───── Document passage
Harding’s mentoring helped Masters earn a place at Cardiff University, where he ended up with first-class honours in French Literature. He built on this by writing studies on Sartre and Camus. In his thirties, he moved on to biographies about British royalty. One on Georgiana, Duchess of Devonshire, was particularly well received.

In his early forties, Masters was interested in understanding the extreme possibilities of human behaviour. He read about the Nilsen case over breakfast one morning in his west London home. As he got to the end of the third page of revelations about the murders, he read a line about Nilsen enjoying reading Shakespeare. He wondered if this might be the opportunity he was looking for to study someone at the farthest end of the human spectrum. Towards the end of March, and ignorant of the protocol about writing to prisoners, Masters wrote a letter addressed to Nilsen c/o Brixton Prison. In it, he asked if he might want to co-operate with a book project. He also included a copy one of his previous biographies.
──────────
Set of tasks:
a) In the passage about Masters, what degree result did he achieve at Cardiff University?
b) Retype everything in the passage about Masters from "Harding’s mentoring helped" down to "particularly well received.".
c) Summarize the passage about Masters in two sentences.
───── Extracted material
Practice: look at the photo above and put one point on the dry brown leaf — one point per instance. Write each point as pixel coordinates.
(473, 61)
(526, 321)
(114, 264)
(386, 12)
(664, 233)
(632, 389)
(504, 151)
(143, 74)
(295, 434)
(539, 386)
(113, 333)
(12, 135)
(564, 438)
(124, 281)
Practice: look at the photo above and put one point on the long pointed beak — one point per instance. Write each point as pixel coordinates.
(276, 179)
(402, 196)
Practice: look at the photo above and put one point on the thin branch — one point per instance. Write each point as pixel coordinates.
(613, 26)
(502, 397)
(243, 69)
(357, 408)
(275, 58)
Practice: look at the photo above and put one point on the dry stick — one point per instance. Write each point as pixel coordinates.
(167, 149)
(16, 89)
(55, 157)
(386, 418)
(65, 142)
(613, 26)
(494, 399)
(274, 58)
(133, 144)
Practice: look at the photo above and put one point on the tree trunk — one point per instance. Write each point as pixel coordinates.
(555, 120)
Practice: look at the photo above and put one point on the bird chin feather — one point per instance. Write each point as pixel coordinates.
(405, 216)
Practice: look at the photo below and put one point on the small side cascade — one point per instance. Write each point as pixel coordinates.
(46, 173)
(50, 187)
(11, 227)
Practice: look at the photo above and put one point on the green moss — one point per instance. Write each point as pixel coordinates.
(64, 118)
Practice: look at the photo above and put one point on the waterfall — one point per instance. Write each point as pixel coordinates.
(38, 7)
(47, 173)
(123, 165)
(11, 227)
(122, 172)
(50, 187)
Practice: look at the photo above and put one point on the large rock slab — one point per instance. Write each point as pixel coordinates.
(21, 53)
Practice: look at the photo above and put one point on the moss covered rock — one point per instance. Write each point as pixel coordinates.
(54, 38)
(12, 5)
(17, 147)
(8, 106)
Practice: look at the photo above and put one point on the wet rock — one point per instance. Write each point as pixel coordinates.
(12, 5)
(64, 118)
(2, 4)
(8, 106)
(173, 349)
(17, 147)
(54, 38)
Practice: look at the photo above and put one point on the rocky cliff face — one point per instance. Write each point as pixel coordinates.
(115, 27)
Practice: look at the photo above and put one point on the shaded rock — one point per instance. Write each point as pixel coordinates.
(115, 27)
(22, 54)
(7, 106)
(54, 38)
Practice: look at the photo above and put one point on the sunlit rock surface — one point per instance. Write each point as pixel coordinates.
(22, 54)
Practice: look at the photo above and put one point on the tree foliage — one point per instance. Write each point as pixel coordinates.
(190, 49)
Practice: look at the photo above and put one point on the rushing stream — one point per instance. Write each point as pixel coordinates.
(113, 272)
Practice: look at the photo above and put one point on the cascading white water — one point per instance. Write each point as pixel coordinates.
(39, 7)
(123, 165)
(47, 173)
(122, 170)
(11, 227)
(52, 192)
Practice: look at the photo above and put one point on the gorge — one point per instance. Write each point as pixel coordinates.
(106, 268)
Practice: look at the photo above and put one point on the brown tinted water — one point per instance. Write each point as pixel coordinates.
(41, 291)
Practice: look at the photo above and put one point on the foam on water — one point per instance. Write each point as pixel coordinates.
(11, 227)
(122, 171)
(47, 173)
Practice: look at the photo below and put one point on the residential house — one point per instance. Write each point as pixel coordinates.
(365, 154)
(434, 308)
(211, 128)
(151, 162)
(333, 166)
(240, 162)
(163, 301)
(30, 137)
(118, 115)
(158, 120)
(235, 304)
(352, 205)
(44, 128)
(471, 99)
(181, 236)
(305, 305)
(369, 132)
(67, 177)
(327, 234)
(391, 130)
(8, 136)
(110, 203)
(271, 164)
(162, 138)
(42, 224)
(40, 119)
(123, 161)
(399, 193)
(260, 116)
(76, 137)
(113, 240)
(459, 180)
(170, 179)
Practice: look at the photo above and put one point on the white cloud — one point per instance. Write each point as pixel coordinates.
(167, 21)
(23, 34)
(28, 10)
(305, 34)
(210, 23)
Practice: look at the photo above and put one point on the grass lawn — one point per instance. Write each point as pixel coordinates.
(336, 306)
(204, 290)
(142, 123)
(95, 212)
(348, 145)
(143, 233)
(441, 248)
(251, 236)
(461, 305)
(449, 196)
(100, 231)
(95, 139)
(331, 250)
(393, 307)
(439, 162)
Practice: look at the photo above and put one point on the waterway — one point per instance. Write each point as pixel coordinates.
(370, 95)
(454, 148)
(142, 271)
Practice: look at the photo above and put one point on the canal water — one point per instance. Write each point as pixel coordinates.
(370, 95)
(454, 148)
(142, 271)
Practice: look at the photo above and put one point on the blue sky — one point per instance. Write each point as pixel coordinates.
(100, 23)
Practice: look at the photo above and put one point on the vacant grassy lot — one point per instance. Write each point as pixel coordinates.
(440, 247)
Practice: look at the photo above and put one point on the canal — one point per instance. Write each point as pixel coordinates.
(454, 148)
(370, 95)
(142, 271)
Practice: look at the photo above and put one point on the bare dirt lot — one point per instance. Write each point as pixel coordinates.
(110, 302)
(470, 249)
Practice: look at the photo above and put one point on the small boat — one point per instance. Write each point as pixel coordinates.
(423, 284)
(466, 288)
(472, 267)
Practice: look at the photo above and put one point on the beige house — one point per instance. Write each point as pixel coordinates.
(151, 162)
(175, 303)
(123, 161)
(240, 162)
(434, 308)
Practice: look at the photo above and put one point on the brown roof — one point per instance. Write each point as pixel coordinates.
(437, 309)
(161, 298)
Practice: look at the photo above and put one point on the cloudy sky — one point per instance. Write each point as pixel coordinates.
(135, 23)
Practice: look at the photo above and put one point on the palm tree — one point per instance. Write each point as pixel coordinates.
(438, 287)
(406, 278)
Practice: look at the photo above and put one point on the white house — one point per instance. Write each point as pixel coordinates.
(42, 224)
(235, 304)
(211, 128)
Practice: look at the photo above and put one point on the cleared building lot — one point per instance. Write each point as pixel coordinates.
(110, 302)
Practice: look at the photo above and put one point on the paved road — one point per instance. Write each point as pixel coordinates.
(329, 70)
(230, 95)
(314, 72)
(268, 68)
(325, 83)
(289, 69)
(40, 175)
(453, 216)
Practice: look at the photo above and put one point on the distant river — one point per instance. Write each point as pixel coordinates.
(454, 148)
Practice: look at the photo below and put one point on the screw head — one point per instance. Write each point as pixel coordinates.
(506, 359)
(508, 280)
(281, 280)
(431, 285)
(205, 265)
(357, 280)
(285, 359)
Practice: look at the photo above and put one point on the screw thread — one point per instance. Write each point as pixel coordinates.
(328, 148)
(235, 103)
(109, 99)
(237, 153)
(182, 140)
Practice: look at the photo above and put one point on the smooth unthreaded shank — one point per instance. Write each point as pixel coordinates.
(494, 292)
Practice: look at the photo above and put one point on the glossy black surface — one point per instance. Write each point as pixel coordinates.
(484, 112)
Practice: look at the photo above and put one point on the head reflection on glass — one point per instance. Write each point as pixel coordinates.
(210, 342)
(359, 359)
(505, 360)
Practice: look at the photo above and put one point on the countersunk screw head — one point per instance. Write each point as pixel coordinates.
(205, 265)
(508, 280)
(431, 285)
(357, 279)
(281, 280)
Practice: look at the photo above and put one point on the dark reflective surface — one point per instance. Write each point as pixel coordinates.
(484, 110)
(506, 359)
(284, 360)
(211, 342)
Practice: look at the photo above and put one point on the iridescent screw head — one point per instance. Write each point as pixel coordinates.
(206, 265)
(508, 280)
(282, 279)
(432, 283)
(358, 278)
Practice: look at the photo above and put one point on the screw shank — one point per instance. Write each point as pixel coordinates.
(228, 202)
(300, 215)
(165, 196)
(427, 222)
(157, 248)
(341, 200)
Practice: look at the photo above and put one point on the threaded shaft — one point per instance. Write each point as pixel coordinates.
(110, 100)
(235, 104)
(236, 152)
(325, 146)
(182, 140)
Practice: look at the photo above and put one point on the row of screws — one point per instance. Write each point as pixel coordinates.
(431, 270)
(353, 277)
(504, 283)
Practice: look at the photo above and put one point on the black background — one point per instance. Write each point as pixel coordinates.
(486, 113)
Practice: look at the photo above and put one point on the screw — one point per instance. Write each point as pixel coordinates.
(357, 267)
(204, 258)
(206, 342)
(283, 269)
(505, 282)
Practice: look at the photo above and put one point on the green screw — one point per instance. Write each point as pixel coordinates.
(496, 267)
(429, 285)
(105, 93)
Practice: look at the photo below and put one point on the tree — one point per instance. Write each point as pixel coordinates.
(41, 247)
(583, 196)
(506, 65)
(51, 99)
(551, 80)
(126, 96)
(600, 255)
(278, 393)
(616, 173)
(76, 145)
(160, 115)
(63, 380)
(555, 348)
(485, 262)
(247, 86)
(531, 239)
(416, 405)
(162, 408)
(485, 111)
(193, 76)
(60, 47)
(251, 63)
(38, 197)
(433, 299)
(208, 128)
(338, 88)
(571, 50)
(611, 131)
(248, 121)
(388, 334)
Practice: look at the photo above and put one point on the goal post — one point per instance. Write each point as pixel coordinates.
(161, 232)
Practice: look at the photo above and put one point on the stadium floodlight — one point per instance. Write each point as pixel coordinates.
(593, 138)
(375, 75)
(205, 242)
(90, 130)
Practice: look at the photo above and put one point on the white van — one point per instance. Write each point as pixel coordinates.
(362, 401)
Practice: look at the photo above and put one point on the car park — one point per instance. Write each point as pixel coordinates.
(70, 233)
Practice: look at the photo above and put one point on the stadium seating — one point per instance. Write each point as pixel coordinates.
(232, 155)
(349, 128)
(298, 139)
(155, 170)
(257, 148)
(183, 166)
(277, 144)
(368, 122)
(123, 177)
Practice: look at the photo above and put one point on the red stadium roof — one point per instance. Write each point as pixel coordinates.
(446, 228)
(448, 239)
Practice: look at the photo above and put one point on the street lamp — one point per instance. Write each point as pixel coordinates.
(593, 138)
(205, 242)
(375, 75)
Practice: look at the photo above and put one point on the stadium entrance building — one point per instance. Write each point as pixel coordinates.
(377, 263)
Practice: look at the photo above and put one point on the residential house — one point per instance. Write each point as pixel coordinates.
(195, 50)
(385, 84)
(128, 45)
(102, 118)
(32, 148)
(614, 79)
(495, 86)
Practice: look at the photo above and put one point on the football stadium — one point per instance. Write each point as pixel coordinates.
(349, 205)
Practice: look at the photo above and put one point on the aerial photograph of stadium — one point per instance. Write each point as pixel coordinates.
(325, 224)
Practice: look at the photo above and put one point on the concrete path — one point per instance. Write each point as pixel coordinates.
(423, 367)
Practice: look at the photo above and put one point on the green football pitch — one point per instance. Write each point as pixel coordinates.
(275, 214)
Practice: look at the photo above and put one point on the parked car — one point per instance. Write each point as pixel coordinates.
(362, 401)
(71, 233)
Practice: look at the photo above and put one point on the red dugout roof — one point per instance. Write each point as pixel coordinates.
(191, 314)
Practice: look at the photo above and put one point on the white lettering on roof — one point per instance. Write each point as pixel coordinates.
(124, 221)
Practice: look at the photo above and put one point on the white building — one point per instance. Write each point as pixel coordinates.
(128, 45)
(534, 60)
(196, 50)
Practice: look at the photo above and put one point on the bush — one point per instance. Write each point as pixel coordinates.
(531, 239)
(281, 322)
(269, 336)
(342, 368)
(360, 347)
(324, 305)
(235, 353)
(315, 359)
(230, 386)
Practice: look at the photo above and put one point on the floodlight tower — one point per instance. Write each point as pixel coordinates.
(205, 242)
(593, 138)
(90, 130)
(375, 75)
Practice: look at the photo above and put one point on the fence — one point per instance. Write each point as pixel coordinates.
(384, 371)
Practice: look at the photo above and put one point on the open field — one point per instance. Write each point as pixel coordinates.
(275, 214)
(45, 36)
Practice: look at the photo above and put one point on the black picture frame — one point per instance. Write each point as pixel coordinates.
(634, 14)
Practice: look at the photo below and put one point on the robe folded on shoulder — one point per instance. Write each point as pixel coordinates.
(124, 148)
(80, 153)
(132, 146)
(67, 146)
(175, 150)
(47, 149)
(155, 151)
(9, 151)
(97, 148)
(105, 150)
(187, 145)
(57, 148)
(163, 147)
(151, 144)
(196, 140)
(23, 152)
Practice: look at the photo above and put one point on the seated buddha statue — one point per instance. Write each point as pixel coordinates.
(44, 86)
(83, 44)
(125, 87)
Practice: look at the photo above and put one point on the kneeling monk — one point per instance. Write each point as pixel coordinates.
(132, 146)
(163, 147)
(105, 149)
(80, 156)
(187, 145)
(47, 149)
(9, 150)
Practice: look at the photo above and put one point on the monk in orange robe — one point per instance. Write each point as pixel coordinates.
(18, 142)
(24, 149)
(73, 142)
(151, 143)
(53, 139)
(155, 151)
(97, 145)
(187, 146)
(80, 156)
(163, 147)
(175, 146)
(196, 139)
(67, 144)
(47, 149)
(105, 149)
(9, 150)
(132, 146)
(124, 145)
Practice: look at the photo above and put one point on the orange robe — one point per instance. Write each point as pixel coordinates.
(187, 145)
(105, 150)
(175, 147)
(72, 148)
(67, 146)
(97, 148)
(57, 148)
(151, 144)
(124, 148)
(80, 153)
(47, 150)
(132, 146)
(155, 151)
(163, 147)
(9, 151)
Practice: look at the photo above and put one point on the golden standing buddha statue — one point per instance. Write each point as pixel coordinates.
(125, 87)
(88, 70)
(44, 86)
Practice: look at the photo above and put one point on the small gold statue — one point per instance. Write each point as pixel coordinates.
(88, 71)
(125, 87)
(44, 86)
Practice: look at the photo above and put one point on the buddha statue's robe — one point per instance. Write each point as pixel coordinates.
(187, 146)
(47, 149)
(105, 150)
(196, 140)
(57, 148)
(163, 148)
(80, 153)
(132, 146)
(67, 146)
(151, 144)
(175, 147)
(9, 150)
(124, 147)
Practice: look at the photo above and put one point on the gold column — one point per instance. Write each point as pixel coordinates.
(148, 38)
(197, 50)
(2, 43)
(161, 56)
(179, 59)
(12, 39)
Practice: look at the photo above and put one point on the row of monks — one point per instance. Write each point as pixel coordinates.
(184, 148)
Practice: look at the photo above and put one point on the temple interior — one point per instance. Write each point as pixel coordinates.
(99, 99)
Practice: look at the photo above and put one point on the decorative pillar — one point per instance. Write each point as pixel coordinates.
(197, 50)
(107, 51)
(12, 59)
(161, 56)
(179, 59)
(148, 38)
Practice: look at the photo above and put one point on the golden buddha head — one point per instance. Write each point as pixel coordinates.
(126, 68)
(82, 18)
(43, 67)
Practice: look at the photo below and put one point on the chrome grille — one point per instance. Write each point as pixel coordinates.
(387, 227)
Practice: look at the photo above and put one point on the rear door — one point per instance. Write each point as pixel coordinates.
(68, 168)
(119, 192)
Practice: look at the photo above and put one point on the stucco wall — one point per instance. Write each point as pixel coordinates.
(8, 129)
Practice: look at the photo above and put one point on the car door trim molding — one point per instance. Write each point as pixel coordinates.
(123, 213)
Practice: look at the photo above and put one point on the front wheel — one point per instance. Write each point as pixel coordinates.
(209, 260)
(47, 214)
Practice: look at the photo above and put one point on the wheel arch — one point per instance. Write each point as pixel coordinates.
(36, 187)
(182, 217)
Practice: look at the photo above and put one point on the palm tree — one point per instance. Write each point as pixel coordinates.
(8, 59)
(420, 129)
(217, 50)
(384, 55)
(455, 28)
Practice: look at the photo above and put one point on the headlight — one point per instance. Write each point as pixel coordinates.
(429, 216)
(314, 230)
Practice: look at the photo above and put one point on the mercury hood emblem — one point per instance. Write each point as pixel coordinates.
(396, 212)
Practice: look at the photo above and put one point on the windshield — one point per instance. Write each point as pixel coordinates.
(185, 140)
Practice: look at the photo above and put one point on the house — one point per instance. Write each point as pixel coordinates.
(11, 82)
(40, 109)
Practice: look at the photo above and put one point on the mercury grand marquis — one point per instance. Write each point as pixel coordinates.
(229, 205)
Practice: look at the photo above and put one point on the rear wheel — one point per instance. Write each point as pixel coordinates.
──────────
List of answers:
a) He earned first-class honors in French Literature.

b)
Harding’s mentoring helped Masters earn a place at Cardiff University, where he ended up with first-class honours in French Literature. He built on this by writing studies on Sartre and Camus. In his thirties, he moved on to biographies about British royalty. One on Georgiana, Duchess of Devonshire, was particularly well received.

c) After earning first-class honors in French Literature at Cardiff University, Masters wrote studies on Sartre and Camus and later biographies of British royalty. In his early forties, wanting to study the extremes of human behavior, he read about the Nilsen case and wrote to Nilsen at Brixton Prison, proposing a book project and enclosing one of his earlier biographies.